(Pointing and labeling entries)

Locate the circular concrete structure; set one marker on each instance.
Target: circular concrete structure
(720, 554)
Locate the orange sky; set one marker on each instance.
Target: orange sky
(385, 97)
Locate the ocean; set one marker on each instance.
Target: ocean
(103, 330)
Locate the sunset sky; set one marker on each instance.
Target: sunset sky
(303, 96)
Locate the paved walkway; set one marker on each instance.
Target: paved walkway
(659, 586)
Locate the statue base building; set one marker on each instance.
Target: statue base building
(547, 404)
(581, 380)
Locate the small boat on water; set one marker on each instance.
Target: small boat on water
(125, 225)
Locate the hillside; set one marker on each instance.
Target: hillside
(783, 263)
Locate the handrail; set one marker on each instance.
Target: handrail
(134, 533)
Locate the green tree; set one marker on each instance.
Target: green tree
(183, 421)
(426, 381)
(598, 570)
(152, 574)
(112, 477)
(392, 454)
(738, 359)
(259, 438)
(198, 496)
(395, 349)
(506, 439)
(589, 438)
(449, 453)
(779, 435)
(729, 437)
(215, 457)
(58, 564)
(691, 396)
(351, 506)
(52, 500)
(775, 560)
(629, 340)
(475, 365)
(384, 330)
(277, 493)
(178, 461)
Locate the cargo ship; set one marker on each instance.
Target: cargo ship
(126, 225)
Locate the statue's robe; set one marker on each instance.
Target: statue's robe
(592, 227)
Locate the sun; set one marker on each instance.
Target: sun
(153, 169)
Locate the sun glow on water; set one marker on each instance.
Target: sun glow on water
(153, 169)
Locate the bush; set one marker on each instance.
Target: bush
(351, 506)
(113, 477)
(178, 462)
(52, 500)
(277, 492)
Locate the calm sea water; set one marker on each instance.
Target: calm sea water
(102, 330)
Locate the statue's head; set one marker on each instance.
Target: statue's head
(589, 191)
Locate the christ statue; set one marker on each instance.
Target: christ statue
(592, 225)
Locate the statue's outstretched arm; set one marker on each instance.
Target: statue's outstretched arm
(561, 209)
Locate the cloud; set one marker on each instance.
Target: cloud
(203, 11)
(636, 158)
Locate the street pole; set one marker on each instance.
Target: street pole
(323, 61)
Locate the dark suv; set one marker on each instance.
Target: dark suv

What the task asks → Repeat the material above in full, exactly as it stands.

Written response →
Locate the circular concrete structure; set one marker on each instance.
Target: circular concrete structure
(720, 554)
Locate the orange sky; set one marker on each instance.
Target: orange sky
(385, 97)
Locate the ocean; set one marker on each instance.
Target: ocean
(103, 330)
Locate the sunset sky; set one marker on each instance.
Target: sunset sky
(303, 96)
Locate the paved walkway; set one marker on each instance.
Target: paved walkway
(659, 586)
Locate the statue base building; set one marker on each instance.
Target: statue base building
(547, 404)
(581, 380)
Locate the small boat on water; set one marker on each instance.
Target: small boat on water
(125, 225)
Locate the hillside; set one marker on each instance.
Target: hillside
(783, 263)
Locate the handrail; set one marker on each instance.
Target: handrail
(134, 533)
Locate the green tree; set one marker on each instance.
Target: green tree
(183, 421)
(426, 381)
(598, 570)
(152, 574)
(112, 477)
(392, 454)
(738, 359)
(259, 438)
(198, 496)
(395, 349)
(506, 439)
(589, 438)
(449, 453)
(779, 435)
(729, 437)
(215, 457)
(58, 564)
(691, 396)
(351, 506)
(52, 500)
(775, 560)
(629, 340)
(475, 365)
(384, 330)
(277, 493)
(178, 461)
Locate the cargo ship; set one marker on each instance.
Target: cargo ship
(126, 225)
Locate the statue's robe; set one marker on each instance.
Target: statue's robe
(592, 227)
Locate the sun; set one marker on each instance.
Target: sun
(153, 169)
Locate the sun glow on water; set one marker on each instance.
Target: sun glow on water
(153, 169)
Locate the bush; set one marker on each instance.
Target: bush
(351, 506)
(113, 477)
(178, 462)
(52, 500)
(277, 492)
Locate the calm sea water; set one marker on each instance.
Target: calm sea water
(102, 330)
Locate the statue's head; set one marker on each instance.
Target: statue's head
(589, 191)
Locate the christ statue; set one marker on each instance.
Target: christ statue
(592, 225)
Locate the statue's outstretched arm; set one marker on each instance.
Target: statue's outstretched arm
(561, 209)
Locate the cloud; set one marker on each instance.
Target: cloud
(203, 11)
(636, 158)
Locate the street pole; set one marker on each instance.
Target: street pole
(323, 61)
Locate the dark suv; set one marker on each instance.
Target: dark suv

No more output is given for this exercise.